▸ **Supplied passage**
• • • •
It's not your fault, that you can't clone yourself 10 times to deal
with the subarch flood. It's also not your fault that the subarch
maintainers tend not to look over the brim of their SoC sandbox and
figure out how to solve the big picture.

So no, ARM needs to stay and the ARM crowd needs to find competent
people who babysit the SoC crowd and work with you to get the big
picture straight. Something like this should have been done _before_
the wave of ARM spilling out of every other silicon shop became
tsunami sized. But not doing it at all will not solve anything.

Thanks,

tglx

2011-03-31 14:43:20

by Kevin Hilman

[permalink] [raw]

Subject: Re: [GIT PULL] omap changes for v2.6.39 merge window

Thomas Gleixner <[email protected]> writes:

> But the current SoC maintainer model does not work either. The SoC
> maintainers care about their sandbox and have exactly zero incentive
> to look at the overall picture, e.g reuse of code for the same IP
> blocks, better abstraction mechanisms etc.

zero incentive? that's a bit strong, IMO.

That may be true for some SoCs, it's not really fair as a sweeping
statement.

Some SoCs families (like OMAP) have huge amount of diversity even within
the SoC family, so better abstractions and generic infrastrucure
improvements are an obvious win, even staying within the SoC.

There are several examples of SoC maintainers looking at the overall
picture and contributing to better abstractions and common
infrastructure code.

One is USB as Felipe already pointed out where the same USB OTG IP block
(with vendor tweaks of course) is used across several completely
different SoCs with common infrastructure code.

Another example that I'm more familiar with is power management. In
OMAP land, we have been been very supportive and active in generic
infrastructure improvements (like runtime PM.) In fact runtime PM was
born partially because one of the other ARM SoC maintainers (Magnus
Damm, SH-mobile) proposed the idea as he was implementing PM for that
SoC family. We have been actively contributing to the runtime PM
infrastructure with both code, testing, converting our drivers over to
using runtime PM. and contributing back fixes and enhancements as we
find problems or limitations. In addition, personally, I have spent the
last year evangelizing the importance of using common frameworks like
runtime PM to the embedded community via talks at the Embedded Linux
Conference (ELC, US and Europe.) Especially as IP blocks are reused
across SoC families, abstractions like runtime PM are the only way to
keep the SoC specifics of PM out of the common driver.

Yes, ARM SoC maintainers have to make up some ground. But compare this
to just a couple years ago where the common complaint was "why aren't
embedded SoC people contributing code to mainline", and you'll see we
have come a long way.
• • • •
▸ **Task list**
1. Count the lines of the records that contain the word "brown" and give only that number.
2. Carry the mailing-list thread about ARM SoC maintainers forward from its final sentence.
The mailing-list thread and the records are unrelated material.
• • • •
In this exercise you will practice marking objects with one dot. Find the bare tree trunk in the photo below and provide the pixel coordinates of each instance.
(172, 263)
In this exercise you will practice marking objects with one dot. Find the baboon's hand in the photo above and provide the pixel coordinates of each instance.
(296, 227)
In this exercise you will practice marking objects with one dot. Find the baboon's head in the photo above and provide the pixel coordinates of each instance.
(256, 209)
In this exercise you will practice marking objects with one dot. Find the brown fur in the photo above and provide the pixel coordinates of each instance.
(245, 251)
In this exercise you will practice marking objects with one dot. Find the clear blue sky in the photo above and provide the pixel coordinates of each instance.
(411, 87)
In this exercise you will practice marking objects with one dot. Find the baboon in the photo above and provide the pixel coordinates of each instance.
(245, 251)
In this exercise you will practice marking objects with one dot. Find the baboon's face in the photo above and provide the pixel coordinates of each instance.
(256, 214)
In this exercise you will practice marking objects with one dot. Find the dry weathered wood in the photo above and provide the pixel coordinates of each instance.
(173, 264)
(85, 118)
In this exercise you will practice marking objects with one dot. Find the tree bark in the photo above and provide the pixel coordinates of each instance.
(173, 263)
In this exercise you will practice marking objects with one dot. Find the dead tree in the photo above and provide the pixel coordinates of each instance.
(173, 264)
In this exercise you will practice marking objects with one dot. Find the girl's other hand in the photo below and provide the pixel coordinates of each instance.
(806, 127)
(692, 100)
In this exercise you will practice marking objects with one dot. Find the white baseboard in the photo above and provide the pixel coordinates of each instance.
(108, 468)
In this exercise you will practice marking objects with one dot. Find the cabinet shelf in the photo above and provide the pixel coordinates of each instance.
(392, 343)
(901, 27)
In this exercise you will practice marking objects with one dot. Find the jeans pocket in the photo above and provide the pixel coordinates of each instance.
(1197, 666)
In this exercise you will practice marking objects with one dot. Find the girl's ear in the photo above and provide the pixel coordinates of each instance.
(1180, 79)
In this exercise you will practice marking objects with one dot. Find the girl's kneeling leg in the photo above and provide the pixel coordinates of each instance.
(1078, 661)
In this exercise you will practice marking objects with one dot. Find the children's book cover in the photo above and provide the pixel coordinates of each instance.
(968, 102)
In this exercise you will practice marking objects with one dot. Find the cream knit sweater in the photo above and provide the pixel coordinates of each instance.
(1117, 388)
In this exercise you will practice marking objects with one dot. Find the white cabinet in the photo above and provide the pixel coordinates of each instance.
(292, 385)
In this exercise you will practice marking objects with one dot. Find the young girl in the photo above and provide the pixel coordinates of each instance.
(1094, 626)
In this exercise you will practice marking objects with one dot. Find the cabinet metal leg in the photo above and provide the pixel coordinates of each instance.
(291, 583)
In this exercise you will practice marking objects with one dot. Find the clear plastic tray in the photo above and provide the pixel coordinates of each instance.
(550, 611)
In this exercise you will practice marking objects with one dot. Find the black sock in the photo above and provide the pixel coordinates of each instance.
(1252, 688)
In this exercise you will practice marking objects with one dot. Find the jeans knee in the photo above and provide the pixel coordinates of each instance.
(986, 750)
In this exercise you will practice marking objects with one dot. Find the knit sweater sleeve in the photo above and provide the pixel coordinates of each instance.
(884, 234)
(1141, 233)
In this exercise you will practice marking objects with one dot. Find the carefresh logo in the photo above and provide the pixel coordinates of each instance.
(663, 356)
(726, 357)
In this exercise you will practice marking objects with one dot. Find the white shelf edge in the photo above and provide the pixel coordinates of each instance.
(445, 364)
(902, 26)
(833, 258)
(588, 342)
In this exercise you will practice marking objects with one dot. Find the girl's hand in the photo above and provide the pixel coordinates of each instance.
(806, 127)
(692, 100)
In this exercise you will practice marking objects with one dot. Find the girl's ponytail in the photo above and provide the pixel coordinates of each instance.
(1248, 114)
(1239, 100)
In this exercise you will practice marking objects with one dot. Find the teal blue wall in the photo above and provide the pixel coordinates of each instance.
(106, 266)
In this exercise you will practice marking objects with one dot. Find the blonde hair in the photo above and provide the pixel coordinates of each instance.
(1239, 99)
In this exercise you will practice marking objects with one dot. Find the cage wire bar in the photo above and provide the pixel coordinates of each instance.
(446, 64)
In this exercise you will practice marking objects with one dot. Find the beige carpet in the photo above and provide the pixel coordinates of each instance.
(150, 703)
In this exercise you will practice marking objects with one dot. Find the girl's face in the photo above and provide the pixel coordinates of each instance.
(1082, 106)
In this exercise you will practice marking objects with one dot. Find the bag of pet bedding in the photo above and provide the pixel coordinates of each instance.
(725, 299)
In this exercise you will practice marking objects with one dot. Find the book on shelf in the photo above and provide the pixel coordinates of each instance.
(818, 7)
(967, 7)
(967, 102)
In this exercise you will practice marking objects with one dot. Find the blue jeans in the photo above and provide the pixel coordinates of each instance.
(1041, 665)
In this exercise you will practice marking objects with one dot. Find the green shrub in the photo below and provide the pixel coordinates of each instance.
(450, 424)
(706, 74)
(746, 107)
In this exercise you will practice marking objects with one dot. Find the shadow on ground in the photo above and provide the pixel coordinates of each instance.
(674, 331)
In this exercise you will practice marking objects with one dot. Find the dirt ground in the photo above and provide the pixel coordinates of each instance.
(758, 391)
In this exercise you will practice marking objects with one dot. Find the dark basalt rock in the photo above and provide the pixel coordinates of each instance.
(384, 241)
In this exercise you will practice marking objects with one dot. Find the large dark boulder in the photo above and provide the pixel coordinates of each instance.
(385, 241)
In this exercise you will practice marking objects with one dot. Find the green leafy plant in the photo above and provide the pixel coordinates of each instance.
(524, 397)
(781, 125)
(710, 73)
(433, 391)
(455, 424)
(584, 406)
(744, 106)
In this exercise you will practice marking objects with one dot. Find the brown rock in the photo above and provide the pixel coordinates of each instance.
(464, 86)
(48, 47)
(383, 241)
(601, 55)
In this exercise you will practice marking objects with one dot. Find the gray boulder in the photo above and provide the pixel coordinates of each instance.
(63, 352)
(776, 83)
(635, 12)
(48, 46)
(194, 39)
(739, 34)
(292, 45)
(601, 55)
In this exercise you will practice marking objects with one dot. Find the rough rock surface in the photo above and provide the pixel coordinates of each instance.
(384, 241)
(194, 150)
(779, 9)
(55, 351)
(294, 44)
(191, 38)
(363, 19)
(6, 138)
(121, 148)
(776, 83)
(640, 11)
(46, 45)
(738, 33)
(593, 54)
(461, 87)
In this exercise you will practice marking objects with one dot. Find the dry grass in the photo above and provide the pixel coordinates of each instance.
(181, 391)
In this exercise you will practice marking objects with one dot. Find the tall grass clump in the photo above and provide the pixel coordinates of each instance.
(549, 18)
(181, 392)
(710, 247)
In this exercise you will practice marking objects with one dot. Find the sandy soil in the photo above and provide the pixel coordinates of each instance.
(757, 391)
• • • •
▸ **Answers below**
1. 2

2.
Kevin

Maintainer of parts of the ARM kernel:
- TI Davinci SoC family
- TI OMAP Power Management infrastructure

2011-03-31 14:55:38

[permalink] [raw]

Subject: Re: [GIT PULL] omap changes for v2.6.39 merge window

Russell:

On Thu, Mar 31, 2011 at 8:01 AM, Russell King - ARM Linux
<[email protected]> wrote:
>
> And since Linus' whinge about ARM defconfigs, I really *hate* merging
> anything with *any* defconfig changes in - as a result, I don't
> particularly want to deal with ARM defconfig changes anymore.

I think the defconfigs are as important as the code itself! Sure there
is a lot of churn in them--- just let git deal with it and move on.

The defconfigs and board code provide critical reference models for
new platform developers. If these models aren't right, then you end
up providing bad references that get replicated over and over again.
It multiplies the problem we're trying to solve.

> Just look at the removal of AAEC2000, LH7A40x and 2000 lines from the
> mach-types file removed 6000 lines, which in itself is about the number
> of lines of change submitted during the last merge window for any one
> non-ARM architecture. ?At this point in time with this complaint, I've
> absolutely no idea why I bothered to do that. ?I should've left it well
> alone and then the diffstat percentage would've been smaller. ?After
> all, it's "pointless churn".

I think you did it because it was the Right Thing To Do. Even
positive change can be painful at times.

The majority is exceedingly grateful for the effort you make.

b.g.

--
Bill Gatliff
[email protected]

2011-03-31 15:02:00

[permalink] [raw]

Subject: Re: [GIT PULL] omap changes for v2.6.39 merge window

On Thu, 31 Mar 2011, Kevin Hilman wrote:

> Thomas Gleixner <[email protected]> writes:
>
> > But the current SoC maintainer model does not work either. The SoC
> > maintainers care about their sandbox and have exactly zero incentive
> > to look at the overall picture, e.g reuse of code for the same IP
> > blocks, better abstraction mechanisms etc.
>
> zero incentive? that's a bit strong, IMO.
>
> That may be true for some SoCs, it's not really fair as a sweeping
> statement.

Fair enough, but it's the perception in general.

> Conference (ELC, US and Europe.) Especially as IP blocks are reused
> across SoC families, abstractions like runtime PM are the only way to
> keep the SoC specifics of PM out of the common driver.

Right, I know that these things happen, but at the same time the sheer
amount of stuff flowing in makes it hard that these infrastructure
stuff really works out. And we are only at the beginning of the big
shuffle "code in to mainline" game.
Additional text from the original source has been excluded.